▸ **Task to carry out**
Repeat exactly the lines from the one containing "Put a dot on every instance of the singer" through the last line of the records below, both included, and nothing else.

╭─ Data provided

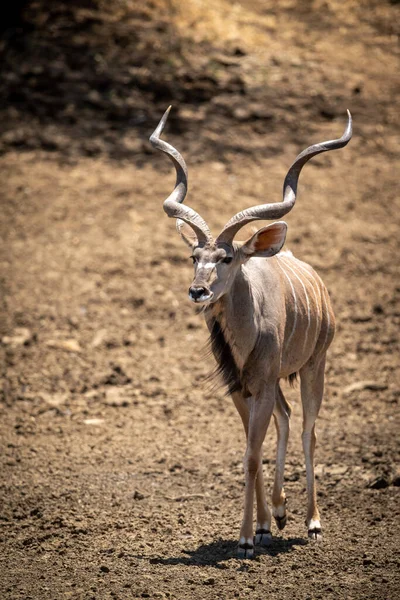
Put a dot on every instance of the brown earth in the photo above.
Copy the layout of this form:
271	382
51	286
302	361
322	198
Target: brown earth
121	470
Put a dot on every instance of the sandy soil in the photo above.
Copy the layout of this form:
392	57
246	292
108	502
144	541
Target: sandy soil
121	469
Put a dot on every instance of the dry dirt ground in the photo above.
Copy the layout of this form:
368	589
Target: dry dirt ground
121	470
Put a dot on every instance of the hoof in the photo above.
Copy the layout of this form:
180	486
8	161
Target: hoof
315	534
281	522
263	537
245	549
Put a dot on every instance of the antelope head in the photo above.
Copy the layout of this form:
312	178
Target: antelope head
216	261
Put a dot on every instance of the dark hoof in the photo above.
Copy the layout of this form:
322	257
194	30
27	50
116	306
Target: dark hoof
315	534
281	522
263	537
245	551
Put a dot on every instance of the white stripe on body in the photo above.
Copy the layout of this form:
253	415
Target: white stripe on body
295	302
307	300
304	270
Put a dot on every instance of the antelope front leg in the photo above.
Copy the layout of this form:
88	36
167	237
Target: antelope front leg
260	411
263	529
312	389
282	421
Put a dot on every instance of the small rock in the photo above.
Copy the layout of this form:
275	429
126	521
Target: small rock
93	421
69	345
364	385
54	399
116	397
379	483
21	337
138	495
396	480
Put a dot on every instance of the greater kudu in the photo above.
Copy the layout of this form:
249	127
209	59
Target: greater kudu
269	317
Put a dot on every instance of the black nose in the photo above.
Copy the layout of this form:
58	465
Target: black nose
197	292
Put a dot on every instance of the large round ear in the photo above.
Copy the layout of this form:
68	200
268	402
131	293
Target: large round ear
266	241
187	233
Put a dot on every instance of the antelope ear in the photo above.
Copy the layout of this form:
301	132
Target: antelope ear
187	233
266	241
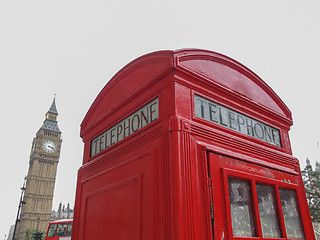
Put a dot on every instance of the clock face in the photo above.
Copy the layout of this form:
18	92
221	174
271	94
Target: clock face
49	146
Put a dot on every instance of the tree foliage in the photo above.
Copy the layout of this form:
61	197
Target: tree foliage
311	181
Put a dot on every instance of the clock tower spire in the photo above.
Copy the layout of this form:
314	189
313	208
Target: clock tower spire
44	158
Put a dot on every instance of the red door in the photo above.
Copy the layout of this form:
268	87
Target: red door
250	201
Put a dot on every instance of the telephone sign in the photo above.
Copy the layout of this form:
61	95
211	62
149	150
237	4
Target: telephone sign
189	144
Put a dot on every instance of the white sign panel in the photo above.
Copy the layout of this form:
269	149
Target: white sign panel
226	117
133	123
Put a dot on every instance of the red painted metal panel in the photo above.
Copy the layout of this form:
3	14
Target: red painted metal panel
155	183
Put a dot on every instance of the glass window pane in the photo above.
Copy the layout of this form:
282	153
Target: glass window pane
52	230
291	214
62	229
268	211
69	231
241	208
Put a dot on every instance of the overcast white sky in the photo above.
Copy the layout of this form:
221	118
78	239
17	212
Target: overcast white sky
72	49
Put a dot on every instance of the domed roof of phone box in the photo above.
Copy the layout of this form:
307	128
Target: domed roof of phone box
201	64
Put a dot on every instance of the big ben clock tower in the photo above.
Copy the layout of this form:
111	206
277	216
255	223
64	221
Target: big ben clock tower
44	158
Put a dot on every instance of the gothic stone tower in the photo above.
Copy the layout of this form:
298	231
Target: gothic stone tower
44	158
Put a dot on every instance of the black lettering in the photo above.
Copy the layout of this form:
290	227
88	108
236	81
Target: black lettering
95	143
152	118
249	127
221	118
267	131
242	122
112	134
102	144
259	134
126	128
119	131
231	120
275	136
138	123
146	118
106	140
201	107
212	112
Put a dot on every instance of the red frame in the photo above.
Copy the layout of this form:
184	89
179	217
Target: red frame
158	176
253	179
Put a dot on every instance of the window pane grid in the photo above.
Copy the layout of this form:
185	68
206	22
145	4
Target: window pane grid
259	215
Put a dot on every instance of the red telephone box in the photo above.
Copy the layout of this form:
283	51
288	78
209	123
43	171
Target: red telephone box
189	144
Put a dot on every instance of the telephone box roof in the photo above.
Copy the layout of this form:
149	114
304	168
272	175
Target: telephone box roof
207	65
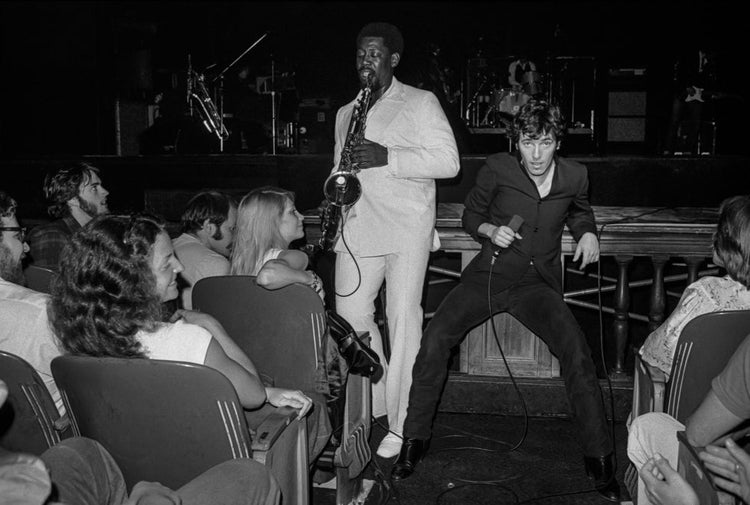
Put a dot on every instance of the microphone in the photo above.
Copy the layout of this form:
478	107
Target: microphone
515	224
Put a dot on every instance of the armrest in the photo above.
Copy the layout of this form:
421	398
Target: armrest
272	427
62	423
649	386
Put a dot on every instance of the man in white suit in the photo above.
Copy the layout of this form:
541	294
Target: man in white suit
389	232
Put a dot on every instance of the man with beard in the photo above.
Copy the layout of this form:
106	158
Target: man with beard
387	235
77	196
24	328
205	244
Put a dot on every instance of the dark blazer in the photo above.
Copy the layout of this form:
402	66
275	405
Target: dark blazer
502	189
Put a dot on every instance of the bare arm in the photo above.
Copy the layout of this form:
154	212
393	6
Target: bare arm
214	327
710	421
250	389
288	268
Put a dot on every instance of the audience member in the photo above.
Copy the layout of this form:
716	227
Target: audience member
267	222
24	328
205	244
115	274
79	471
653	443
76	196
709	294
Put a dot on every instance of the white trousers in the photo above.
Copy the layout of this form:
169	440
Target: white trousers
404	274
651	433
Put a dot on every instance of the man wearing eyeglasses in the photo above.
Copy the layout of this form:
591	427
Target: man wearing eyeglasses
76	196
24	330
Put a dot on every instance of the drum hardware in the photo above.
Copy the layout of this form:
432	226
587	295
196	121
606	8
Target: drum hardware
474	102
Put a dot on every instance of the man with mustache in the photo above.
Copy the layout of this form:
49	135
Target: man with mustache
388	233
77	196
24	327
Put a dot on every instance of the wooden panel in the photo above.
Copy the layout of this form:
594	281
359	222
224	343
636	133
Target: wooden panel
526	354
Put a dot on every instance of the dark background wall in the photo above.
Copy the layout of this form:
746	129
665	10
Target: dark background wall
64	64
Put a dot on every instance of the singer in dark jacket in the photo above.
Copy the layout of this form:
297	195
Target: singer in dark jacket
523	268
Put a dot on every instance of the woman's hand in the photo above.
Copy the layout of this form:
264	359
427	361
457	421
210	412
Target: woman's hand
288	398
730	466
664	486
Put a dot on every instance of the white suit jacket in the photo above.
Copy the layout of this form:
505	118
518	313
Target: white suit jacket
396	211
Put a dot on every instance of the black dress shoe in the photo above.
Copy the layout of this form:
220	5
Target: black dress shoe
412	451
602	471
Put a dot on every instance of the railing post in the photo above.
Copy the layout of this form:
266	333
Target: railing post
621	305
657	302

╰─

▸ **Solution**
Put a dot on every instance of the singer in dark jacket in the photo above.
Copy the layout of this form:
297	195
Target: singer in dark jacket
523	268
Put a dot on every instance of the woman's hand in the photo above.
Copy the layout of this form:
264	359
427	361
457	421
210	412
Target: woman's hand
288	398
730	466
664	486
Put a dot on every instance of the white suit jacket in the photo above.
Copy the layout of this form:
505	118
518	313
Target: white suit jacket
396	211
Put a dot on every instance of the black dress shoe in the photo above.
Copy the layout of this form:
220	5
Target: black dress shoe
412	451
602	471
Put a dot on every instance of the railing post in the photo above.
Copy the layout of this form:
266	333
Target: railing post
621	305
657	302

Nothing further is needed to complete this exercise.